==== Records for processing

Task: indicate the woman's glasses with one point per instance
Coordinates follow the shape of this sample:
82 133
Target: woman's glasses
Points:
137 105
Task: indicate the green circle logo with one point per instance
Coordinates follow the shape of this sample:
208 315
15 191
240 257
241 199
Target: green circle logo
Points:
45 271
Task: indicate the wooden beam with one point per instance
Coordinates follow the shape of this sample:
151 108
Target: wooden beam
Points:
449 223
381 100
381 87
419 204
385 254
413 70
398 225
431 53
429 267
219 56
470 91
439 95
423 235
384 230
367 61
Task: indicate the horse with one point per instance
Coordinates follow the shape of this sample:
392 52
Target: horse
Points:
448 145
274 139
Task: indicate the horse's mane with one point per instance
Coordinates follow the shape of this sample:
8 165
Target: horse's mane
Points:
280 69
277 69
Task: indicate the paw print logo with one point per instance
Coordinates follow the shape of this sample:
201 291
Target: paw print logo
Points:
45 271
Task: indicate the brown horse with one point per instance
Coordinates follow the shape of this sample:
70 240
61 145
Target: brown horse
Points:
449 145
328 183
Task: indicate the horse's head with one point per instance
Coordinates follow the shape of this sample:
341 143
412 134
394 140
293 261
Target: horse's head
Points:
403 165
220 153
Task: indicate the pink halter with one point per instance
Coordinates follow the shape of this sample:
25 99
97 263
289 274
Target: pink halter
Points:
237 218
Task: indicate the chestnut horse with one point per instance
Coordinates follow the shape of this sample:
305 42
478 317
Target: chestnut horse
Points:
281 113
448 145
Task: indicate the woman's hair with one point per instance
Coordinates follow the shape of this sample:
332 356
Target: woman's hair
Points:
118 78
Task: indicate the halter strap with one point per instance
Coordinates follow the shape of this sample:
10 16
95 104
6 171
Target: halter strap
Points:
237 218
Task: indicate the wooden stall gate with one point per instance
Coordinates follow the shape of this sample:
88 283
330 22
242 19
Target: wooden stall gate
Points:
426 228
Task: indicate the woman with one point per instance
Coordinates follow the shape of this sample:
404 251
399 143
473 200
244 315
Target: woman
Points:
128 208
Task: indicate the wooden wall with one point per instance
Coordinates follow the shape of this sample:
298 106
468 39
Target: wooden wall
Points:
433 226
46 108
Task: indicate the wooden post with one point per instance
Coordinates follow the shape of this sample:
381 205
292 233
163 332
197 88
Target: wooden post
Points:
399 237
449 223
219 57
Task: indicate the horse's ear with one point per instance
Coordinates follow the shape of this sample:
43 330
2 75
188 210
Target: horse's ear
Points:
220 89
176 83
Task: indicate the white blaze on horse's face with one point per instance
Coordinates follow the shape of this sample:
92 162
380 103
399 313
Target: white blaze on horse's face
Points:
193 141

========
==== Records for processing

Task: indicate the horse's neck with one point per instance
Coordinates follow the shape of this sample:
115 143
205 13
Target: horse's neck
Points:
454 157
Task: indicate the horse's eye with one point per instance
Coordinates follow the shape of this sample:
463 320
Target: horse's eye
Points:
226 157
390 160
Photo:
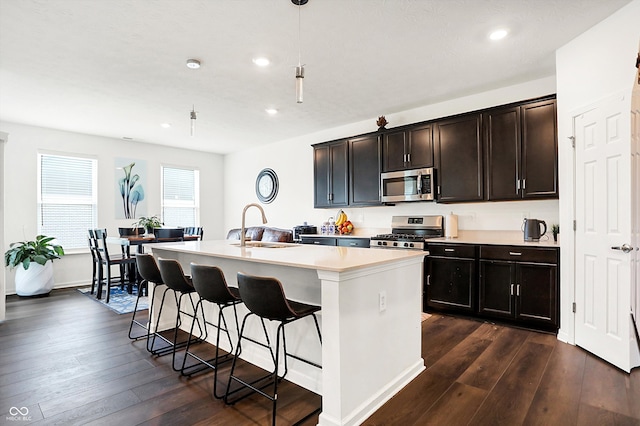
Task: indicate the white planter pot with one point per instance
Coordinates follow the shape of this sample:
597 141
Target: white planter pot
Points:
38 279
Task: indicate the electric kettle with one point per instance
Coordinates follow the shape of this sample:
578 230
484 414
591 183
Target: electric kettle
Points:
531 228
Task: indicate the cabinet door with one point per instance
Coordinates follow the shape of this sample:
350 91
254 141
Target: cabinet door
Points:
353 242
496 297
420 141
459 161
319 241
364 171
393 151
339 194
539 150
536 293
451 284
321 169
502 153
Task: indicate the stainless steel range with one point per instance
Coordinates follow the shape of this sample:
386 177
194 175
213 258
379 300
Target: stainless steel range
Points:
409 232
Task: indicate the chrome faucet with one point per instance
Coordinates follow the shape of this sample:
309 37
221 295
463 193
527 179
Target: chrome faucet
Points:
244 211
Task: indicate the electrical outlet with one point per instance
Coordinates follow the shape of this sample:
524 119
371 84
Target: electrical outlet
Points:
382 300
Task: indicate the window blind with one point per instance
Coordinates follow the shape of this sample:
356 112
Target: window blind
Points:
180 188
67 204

========
==== Records for processing

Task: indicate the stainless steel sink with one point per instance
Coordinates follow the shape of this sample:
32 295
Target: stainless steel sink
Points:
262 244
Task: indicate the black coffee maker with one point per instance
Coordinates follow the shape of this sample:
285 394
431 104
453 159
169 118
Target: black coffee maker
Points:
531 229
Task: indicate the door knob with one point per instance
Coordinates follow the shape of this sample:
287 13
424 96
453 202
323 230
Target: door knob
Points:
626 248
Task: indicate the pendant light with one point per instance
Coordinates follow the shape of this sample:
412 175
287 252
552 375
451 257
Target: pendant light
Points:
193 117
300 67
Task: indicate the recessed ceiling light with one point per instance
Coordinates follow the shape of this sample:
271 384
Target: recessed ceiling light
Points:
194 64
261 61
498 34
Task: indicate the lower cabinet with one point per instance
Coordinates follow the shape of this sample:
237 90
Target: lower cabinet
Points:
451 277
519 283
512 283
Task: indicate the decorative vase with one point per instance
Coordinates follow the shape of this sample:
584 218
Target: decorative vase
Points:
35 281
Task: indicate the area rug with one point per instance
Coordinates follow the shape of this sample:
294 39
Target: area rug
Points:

========

The answer must be every line from the entries above that holds the string "pink".

Answer below:
Task: indicate the pink halter with one point per instance
Target: pink halter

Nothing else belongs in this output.